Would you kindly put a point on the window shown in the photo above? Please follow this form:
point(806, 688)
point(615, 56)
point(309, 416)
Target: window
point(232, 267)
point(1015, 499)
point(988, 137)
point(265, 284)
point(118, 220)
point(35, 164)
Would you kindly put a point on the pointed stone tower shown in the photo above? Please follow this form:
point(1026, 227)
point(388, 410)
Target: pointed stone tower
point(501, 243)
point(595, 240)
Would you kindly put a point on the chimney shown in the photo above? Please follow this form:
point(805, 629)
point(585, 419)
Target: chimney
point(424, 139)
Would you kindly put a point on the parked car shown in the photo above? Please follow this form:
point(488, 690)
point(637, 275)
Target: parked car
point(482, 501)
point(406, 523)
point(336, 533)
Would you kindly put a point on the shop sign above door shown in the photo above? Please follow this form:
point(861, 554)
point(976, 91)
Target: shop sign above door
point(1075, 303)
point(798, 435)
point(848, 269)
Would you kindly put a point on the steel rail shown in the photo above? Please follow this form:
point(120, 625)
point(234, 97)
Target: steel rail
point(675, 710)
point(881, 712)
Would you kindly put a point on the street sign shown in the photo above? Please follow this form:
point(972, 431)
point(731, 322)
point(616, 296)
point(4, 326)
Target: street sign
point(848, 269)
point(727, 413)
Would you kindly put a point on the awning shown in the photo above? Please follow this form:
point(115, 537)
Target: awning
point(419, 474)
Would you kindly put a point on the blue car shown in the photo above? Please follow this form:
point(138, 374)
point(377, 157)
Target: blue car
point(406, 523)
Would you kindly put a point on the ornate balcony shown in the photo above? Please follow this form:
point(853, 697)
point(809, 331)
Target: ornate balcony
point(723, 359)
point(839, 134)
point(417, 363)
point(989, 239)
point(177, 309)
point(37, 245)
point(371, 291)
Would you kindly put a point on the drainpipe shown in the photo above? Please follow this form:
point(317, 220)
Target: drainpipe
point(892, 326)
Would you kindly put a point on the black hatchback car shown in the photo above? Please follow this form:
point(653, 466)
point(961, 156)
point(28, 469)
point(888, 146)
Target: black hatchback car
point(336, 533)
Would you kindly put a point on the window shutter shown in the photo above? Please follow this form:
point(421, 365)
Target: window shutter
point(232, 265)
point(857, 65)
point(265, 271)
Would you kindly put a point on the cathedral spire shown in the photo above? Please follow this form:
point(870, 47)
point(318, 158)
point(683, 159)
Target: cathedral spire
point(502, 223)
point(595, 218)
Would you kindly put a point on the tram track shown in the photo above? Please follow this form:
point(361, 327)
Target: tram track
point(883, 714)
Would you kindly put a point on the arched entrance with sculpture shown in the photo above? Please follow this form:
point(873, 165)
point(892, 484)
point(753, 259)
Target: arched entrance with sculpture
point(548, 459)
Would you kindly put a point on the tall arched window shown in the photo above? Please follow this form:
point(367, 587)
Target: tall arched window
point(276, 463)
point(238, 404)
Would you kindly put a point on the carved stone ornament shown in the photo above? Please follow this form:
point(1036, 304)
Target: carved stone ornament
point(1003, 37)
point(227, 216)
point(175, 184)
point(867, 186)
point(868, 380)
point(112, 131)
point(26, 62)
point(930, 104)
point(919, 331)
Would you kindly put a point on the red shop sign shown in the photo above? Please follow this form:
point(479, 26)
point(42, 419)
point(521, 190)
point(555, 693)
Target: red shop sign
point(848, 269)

▶ _Task prompt_
Please copy out the rows, starting at the line that has "Would you kindly put a point on the blue" and stopping after the line that has "point(883, 714)". Multiply each coordinate in the answer points under every "Target:" line by 0.2 and round to whole numbers with halves going up, leaving the request lines and their sample points unchanged.

▶ _Output_
Would you kindly put a point on the blue car shown in the photo above? Please follow this form:
point(138, 374)
point(377, 157)
Target: blue car
point(81, 105)
Would you kindly put a point on the ornate balcony shown in the photo above? Please follow this form:
point(853, 697)
point(809, 331)
Target: ornate balcony
point(145, 72)
point(168, 27)
point(83, 73)
point(198, 48)
point(35, 62)
point(7, 49)
point(74, 58)
Would you kindly put a point on the drainpipe shown in the photo above? Please follow this form:
point(317, 220)
Target: drainpipe
point(178, 65)
Would you kindly put a point on the black hatchback car shown in the photo above? Please follow this form:
point(653, 466)
point(961, 156)
point(28, 469)
point(888, 146)
Target: black hatchback car
point(67, 107)
Would you kindly put a point on the window shutter shown in the photo above? Please follow this form:
point(421, 365)
Target: window shutter
point(46, 53)
point(171, 13)
point(53, 54)
Would you kindly put a point on the cathedral spire shown in the photo above? Please follow this form:
point(870, 47)
point(318, 158)
point(683, 159)
Target: cathedral spire
point(100, 45)
point(119, 44)
Would you kindly put a point on the tram track shown in the photo above? Please follow this form:
point(361, 327)
Target: tram track
point(177, 143)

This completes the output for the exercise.